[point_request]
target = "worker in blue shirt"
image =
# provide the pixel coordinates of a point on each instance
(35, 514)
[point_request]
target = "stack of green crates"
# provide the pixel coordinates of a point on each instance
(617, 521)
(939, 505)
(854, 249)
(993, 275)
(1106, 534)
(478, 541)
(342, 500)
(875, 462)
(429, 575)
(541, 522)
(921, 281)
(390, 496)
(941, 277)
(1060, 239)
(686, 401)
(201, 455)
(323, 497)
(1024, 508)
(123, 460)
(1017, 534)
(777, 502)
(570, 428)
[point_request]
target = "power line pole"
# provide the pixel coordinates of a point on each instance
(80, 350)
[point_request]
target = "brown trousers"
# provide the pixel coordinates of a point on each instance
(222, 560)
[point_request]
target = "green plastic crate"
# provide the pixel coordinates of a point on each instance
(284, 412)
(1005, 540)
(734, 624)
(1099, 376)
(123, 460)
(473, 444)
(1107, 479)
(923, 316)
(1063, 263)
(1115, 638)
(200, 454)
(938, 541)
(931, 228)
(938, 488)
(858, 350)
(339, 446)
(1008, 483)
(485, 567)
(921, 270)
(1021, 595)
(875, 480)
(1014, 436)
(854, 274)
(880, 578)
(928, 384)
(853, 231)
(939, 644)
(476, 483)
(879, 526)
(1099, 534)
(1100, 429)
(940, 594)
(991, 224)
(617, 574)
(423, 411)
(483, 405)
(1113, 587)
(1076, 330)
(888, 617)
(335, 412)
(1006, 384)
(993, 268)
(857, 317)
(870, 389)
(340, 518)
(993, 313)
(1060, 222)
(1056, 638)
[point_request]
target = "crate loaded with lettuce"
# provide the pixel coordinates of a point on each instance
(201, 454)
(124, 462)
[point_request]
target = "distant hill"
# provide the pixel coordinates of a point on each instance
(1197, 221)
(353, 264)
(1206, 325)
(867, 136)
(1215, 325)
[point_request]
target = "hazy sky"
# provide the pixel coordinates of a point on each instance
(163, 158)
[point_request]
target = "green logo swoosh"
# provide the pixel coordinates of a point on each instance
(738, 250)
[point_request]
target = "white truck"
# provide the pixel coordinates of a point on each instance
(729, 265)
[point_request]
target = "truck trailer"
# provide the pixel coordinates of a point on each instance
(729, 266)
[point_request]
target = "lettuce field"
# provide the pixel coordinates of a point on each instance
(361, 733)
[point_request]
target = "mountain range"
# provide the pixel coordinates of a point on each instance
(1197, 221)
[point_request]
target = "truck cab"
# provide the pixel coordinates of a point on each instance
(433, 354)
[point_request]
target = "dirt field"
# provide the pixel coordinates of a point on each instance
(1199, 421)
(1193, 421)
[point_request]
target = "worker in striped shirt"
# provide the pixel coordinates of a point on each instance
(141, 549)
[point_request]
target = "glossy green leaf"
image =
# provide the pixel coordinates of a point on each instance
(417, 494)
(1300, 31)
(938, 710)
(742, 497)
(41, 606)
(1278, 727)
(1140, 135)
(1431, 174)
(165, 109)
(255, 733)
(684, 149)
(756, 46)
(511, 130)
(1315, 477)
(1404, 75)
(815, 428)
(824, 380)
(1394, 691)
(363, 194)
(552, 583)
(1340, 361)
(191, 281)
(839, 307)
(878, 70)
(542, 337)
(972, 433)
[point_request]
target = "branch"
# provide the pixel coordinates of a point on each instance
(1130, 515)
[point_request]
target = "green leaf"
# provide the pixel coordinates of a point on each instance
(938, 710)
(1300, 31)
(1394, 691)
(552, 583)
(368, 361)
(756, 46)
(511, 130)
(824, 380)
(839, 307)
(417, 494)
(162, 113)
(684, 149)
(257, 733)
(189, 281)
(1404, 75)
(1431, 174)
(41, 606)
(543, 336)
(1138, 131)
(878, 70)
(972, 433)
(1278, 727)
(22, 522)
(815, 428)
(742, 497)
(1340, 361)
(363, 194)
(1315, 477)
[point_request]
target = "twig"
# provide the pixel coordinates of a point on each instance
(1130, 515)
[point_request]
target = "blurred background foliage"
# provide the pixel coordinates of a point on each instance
- - -
What you have to do — Every line in the data that holds the string "worker" should be copied.

Response area —
target = "worker in blue shirt"
target = "worker in striped shirt"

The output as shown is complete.